**The exercise**. Rewrite the part of the entries that opens at the start and closes with the line containing "52 0 300 106", adding 148 to every bounding-box coordinate in the answers. Keep the requests as they are, and leave the pictures out of your answer.

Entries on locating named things
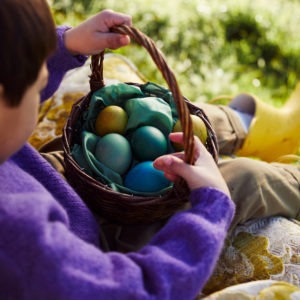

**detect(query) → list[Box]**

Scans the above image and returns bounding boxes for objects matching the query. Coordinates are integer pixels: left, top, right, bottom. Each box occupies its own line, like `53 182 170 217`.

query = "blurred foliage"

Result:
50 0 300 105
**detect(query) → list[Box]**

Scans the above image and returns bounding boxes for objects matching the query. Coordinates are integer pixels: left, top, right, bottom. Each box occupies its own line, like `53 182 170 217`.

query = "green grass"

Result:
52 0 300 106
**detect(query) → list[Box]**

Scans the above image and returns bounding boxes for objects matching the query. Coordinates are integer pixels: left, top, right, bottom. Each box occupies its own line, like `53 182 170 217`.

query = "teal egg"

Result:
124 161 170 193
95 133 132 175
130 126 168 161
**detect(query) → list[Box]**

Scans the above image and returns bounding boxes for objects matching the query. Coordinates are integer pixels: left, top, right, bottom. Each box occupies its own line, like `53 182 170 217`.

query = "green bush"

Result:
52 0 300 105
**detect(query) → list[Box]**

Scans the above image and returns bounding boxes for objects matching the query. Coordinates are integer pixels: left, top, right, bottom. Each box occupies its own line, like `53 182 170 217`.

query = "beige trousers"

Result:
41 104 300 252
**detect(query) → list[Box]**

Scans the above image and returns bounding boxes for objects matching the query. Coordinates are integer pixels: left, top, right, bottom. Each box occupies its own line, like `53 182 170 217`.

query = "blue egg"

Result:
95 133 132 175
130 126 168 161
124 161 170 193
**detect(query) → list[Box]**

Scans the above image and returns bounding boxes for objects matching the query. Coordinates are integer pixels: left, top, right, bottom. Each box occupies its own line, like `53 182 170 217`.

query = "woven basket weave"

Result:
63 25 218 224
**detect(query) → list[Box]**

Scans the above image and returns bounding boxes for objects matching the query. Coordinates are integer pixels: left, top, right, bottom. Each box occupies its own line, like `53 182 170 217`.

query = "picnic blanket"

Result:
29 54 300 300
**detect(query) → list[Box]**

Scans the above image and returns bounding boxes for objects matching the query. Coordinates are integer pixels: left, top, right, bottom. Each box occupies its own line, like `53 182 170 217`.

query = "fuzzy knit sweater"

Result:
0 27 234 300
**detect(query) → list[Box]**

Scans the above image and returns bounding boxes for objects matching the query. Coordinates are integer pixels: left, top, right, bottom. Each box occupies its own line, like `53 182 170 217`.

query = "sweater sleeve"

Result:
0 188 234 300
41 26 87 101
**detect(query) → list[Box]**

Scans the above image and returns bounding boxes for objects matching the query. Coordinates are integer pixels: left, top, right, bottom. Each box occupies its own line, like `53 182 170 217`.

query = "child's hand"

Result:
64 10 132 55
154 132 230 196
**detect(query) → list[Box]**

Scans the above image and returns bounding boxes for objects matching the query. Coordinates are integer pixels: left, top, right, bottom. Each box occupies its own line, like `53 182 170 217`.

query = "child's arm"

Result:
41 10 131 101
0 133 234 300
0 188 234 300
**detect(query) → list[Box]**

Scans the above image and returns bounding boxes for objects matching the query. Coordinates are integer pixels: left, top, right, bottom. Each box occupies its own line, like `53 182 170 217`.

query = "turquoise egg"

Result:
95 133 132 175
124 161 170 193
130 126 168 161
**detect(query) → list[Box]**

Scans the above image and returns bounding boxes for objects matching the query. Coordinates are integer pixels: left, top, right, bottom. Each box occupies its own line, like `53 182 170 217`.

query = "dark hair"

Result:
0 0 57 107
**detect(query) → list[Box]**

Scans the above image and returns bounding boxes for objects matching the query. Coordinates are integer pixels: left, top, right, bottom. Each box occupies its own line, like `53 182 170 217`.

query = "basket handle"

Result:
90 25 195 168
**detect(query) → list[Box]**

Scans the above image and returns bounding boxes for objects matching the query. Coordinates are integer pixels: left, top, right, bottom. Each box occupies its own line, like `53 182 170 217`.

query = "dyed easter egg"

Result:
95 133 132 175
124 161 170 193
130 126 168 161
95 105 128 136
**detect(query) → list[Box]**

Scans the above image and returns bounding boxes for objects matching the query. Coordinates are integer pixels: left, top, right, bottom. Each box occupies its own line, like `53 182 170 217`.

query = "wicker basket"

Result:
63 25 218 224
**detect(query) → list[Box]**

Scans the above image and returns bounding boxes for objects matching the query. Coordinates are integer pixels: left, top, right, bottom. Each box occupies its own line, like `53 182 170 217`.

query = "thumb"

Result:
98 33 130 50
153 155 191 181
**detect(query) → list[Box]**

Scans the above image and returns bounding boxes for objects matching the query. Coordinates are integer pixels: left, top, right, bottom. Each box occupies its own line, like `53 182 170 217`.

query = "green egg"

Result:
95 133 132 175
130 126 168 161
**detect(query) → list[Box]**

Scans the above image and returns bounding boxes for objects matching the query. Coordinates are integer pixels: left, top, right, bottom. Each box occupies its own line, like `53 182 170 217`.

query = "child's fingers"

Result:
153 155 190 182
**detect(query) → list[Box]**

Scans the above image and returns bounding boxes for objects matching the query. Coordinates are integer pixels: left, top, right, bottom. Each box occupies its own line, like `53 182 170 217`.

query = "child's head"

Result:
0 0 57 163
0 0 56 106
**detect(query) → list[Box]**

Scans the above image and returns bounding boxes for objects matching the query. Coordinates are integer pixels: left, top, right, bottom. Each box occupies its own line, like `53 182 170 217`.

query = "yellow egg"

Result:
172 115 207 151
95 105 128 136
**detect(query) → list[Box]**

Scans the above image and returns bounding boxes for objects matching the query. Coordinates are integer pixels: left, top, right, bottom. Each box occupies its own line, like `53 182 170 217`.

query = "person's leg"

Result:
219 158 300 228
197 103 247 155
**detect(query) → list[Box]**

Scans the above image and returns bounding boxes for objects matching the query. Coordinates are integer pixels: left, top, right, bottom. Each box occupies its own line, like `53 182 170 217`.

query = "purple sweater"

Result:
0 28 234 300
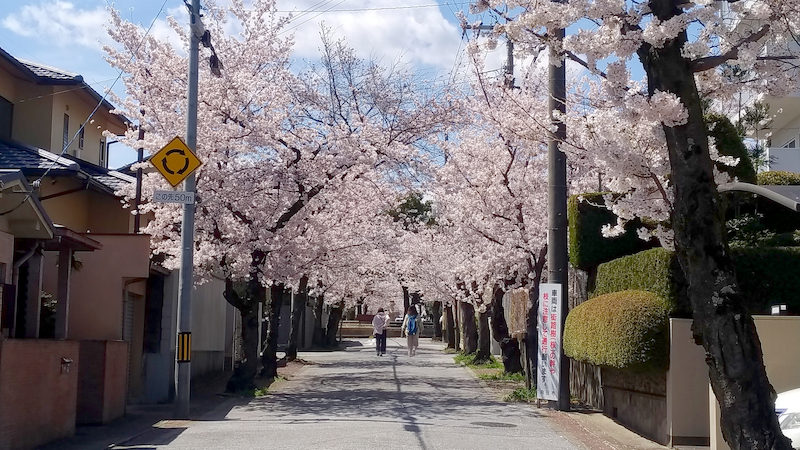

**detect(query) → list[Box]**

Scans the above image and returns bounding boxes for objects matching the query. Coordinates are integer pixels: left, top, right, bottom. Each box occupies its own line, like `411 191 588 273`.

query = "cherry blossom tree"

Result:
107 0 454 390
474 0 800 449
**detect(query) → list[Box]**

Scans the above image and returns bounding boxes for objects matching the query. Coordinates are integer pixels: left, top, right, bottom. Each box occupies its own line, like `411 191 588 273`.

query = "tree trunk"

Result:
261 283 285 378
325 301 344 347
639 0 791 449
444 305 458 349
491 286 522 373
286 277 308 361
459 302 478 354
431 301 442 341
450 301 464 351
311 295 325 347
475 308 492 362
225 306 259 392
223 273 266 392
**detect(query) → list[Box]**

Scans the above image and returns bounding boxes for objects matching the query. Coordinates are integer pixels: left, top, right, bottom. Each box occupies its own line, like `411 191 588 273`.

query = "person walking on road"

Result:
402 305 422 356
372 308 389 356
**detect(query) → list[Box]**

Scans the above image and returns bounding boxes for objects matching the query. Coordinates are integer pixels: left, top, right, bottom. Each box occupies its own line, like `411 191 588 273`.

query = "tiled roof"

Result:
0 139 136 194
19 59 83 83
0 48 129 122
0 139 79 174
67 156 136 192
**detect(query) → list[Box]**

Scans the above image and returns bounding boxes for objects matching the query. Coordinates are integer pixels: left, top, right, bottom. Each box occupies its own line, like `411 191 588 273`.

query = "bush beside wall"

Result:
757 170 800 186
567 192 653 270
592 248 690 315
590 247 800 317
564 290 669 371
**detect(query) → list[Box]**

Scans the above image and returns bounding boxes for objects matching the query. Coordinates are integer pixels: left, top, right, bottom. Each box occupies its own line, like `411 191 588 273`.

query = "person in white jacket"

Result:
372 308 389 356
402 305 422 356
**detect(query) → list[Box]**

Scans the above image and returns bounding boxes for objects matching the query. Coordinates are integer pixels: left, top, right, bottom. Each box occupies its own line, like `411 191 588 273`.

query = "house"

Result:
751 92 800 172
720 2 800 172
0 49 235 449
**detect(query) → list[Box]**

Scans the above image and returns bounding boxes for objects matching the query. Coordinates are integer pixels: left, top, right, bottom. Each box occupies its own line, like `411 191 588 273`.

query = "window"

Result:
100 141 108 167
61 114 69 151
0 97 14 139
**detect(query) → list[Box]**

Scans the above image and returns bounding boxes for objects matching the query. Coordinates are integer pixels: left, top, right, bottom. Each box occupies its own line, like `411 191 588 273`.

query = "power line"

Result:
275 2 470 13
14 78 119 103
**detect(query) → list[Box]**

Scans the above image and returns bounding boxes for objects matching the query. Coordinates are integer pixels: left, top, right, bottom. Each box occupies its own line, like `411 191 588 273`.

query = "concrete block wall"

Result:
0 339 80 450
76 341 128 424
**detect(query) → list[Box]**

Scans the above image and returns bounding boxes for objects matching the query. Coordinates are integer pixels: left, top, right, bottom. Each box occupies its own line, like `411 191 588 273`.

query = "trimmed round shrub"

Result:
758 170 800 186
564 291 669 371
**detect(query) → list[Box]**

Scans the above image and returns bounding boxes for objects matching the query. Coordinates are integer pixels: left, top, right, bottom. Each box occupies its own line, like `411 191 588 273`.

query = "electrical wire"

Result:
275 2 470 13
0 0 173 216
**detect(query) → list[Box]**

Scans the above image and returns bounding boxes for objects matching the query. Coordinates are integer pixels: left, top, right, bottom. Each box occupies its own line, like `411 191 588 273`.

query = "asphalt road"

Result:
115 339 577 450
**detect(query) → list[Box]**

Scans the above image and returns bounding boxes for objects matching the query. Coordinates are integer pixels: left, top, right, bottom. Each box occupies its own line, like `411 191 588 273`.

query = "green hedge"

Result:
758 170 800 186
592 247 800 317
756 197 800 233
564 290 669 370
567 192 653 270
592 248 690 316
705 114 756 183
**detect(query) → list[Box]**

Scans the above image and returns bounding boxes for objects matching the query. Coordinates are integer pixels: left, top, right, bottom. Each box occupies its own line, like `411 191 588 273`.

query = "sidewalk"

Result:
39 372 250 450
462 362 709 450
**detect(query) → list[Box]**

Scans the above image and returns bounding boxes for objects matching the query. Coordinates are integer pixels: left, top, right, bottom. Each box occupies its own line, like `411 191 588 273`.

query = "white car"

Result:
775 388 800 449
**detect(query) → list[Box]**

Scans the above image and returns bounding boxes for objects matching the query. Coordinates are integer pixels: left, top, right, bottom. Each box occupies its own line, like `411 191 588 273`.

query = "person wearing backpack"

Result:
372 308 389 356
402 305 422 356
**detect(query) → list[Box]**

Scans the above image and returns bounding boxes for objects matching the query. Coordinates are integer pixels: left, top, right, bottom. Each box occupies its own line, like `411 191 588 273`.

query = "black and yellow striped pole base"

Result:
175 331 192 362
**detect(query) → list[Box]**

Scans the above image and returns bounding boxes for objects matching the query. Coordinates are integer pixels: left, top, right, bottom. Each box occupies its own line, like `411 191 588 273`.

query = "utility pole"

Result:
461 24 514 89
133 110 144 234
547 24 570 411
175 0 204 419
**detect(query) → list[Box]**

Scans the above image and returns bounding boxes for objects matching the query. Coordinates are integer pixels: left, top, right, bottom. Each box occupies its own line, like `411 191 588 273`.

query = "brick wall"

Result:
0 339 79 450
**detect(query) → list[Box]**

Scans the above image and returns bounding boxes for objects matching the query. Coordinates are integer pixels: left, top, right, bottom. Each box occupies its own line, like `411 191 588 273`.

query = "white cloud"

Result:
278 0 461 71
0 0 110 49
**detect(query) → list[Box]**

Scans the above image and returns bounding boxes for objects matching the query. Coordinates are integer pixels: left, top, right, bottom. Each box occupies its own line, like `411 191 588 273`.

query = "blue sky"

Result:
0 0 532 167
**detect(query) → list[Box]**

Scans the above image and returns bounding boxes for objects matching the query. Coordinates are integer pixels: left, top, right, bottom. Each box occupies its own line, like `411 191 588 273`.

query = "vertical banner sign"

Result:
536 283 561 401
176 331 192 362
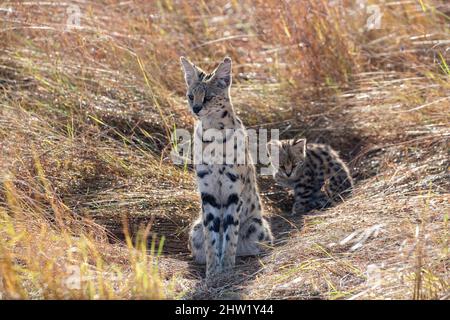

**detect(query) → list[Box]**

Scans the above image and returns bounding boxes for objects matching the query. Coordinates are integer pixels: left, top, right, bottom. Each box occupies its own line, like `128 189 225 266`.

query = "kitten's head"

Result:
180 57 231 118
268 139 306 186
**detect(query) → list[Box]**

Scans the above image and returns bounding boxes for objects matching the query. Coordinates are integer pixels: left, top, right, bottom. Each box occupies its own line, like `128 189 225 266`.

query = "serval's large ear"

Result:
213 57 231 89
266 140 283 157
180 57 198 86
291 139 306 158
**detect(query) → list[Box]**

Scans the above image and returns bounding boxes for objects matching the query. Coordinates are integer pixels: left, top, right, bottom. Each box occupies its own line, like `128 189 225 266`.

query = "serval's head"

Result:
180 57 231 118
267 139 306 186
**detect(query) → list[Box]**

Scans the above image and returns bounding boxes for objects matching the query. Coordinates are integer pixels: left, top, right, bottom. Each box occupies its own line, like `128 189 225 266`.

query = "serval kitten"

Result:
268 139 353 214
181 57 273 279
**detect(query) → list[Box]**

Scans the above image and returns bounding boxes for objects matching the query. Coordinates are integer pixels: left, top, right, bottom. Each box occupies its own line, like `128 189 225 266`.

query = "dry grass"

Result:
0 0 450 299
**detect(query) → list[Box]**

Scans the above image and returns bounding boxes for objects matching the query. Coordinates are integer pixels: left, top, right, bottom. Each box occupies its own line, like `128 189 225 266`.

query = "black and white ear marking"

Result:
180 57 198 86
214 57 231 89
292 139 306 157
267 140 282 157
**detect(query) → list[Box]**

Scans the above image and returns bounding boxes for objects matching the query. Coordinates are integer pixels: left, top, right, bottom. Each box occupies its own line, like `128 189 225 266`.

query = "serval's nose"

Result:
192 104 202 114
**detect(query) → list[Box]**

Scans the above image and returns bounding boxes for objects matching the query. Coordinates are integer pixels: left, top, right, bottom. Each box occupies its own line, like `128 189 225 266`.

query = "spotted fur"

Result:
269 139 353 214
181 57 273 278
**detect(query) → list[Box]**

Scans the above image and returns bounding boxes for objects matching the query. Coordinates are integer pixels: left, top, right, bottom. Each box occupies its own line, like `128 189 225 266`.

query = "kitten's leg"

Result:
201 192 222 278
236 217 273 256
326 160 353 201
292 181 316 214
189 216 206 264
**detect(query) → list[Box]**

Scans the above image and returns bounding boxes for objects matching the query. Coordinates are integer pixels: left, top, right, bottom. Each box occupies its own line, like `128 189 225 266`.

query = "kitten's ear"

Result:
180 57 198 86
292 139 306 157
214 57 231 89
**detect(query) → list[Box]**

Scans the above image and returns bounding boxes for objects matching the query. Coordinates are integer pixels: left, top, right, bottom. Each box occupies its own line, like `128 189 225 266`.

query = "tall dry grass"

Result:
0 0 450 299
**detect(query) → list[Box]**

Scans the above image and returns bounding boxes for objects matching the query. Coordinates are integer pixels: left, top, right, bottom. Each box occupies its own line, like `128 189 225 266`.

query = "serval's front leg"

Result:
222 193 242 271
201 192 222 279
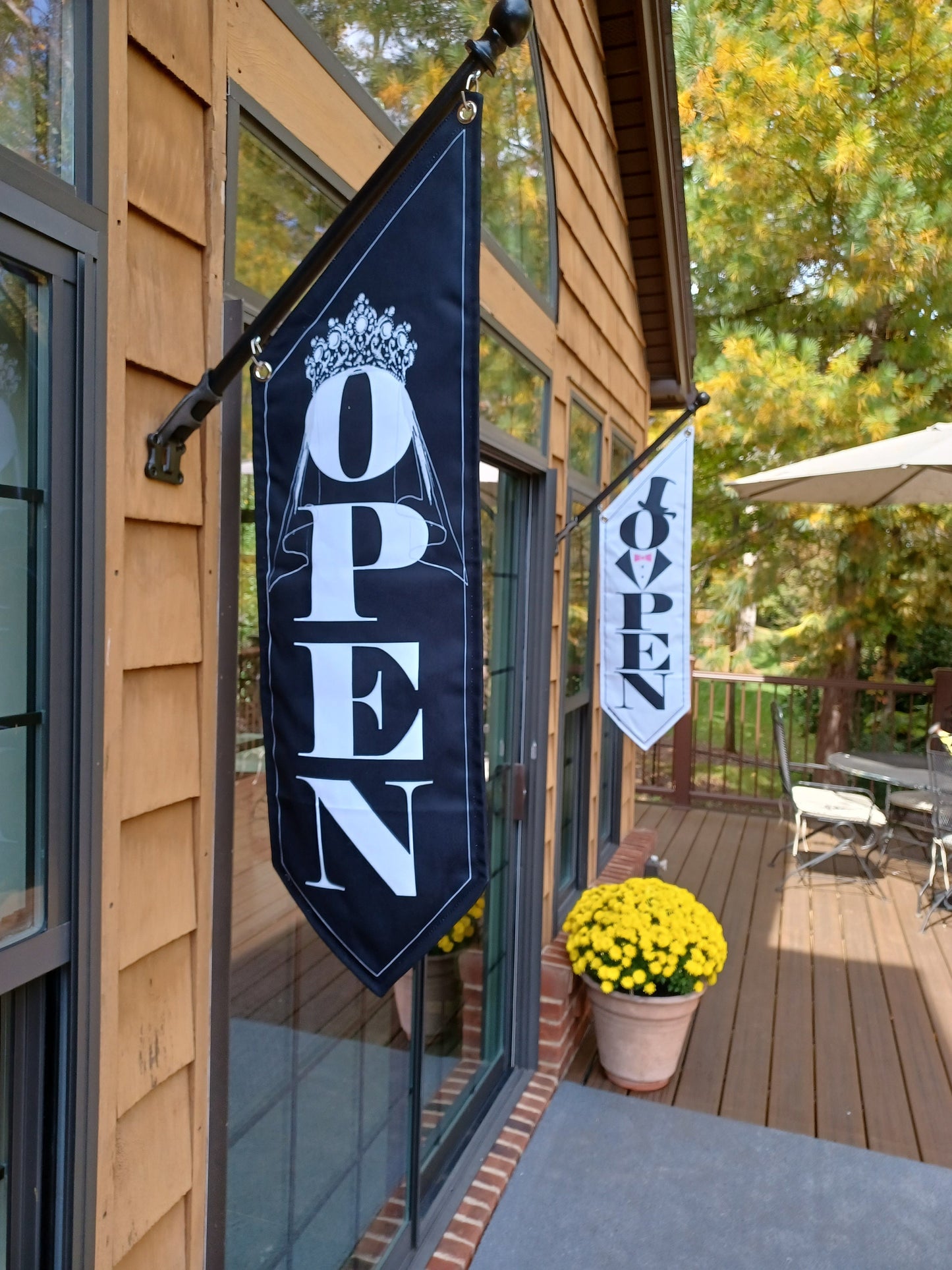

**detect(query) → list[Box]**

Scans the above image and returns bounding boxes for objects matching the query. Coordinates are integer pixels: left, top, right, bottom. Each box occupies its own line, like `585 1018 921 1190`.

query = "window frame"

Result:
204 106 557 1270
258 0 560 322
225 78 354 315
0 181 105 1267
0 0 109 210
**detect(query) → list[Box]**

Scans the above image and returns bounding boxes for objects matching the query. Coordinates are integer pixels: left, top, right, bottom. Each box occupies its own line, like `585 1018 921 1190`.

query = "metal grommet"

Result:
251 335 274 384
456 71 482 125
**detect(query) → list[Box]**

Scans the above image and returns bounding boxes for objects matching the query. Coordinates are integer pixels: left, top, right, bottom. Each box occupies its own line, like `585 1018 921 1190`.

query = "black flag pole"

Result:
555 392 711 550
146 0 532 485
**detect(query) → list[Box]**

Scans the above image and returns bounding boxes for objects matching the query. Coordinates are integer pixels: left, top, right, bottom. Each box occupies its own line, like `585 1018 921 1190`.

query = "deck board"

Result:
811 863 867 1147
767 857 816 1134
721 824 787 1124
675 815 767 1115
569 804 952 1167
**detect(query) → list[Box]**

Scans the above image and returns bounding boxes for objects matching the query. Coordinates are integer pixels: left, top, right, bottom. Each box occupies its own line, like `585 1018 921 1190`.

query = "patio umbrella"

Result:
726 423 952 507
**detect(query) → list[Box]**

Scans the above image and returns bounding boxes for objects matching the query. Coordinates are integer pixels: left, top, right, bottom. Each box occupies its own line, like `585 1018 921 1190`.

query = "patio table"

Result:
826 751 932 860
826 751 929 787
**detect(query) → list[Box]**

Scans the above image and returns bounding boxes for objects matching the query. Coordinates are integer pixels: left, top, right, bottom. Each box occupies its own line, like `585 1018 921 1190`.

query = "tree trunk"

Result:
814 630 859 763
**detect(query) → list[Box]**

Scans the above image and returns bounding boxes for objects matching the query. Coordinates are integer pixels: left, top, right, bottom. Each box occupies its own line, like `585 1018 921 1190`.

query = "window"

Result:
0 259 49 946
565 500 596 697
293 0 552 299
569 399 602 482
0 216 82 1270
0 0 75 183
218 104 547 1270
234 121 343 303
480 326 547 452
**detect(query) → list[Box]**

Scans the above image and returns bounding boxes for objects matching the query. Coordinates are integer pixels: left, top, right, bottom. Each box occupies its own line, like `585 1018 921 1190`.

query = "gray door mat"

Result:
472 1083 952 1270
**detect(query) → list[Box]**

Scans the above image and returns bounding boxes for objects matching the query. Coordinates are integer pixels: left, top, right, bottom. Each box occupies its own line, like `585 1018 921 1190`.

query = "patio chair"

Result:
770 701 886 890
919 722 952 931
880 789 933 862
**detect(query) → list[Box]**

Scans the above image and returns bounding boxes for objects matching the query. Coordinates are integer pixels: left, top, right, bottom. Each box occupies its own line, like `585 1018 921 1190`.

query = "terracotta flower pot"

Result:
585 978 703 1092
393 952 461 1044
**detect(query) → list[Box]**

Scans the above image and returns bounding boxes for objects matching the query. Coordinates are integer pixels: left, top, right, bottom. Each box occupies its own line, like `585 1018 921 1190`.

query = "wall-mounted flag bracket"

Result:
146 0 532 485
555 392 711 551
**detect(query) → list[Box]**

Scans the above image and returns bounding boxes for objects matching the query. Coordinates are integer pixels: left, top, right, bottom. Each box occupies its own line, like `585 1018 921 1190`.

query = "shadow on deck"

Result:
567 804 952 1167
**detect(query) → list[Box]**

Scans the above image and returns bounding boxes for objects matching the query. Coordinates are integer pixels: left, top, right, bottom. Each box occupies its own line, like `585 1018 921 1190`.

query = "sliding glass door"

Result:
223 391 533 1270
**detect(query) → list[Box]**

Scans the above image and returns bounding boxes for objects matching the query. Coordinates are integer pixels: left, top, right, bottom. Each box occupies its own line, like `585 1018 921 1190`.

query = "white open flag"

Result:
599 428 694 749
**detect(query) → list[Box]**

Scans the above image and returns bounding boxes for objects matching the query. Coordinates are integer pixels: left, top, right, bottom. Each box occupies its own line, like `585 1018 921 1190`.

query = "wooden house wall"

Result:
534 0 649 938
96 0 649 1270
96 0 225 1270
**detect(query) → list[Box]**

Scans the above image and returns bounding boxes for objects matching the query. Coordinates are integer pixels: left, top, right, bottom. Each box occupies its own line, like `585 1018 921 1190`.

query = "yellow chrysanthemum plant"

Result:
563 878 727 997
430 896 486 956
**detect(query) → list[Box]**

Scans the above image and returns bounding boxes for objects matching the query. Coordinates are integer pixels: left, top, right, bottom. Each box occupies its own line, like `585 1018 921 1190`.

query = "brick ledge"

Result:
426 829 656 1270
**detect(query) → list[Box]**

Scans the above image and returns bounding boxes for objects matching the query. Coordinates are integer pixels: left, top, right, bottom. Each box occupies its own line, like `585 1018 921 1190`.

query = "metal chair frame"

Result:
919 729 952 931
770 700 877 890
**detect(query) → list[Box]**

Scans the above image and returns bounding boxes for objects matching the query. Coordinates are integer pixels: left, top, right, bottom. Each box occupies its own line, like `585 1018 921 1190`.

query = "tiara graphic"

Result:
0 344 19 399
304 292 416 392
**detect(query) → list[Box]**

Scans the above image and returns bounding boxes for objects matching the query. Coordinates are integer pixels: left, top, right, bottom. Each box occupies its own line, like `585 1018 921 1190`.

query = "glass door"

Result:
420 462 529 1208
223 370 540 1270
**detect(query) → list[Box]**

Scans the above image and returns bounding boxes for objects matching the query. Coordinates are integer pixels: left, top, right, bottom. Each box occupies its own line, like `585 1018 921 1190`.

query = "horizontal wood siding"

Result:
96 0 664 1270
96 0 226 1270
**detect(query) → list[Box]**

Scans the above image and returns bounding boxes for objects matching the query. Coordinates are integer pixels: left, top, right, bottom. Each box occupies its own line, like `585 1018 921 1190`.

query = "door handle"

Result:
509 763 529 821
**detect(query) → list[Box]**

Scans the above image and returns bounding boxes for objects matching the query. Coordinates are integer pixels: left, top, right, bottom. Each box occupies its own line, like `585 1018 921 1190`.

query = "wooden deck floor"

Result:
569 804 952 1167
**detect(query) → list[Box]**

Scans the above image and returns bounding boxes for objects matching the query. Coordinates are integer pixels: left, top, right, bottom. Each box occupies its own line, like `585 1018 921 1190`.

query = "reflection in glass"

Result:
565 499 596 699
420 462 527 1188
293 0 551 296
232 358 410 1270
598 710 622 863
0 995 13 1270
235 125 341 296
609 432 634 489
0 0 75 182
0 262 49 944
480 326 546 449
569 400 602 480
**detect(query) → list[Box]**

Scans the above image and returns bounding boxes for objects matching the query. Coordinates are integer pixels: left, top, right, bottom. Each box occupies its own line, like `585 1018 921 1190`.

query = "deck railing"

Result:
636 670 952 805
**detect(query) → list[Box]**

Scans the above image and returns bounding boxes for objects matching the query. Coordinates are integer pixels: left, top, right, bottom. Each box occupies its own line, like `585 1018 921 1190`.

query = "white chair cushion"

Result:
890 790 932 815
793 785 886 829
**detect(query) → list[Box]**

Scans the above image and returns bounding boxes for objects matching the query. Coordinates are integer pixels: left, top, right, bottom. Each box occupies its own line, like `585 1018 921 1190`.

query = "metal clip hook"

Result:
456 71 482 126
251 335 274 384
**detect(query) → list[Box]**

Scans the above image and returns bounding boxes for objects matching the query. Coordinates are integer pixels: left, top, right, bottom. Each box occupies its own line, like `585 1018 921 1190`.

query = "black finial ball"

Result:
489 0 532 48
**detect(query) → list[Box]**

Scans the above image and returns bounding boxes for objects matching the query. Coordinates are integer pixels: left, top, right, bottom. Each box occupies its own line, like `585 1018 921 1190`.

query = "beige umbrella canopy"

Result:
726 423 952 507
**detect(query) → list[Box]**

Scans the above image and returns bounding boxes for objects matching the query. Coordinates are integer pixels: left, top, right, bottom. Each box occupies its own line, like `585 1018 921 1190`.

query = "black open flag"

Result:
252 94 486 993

**Answer to the exercise**.
**detect(query) → list[Box]**

Scans the above image and returns bounding boxes for objects matching the query. Coordinates are integer pixels: left, top, right, bottom. Each box occupies its own line, like `53 182 170 217`.

query = "blurred foliage"

Result:
198 148 448 253
**detect(query) → list[Box]**

Scans the above image and returns bounding boxes for objects matching the query. Coordinates are integer pixels: left, top, right, bottom. Each box occupies its own line, like `53 182 170 217`.

query = "green grass"

Result:
200 148 448 254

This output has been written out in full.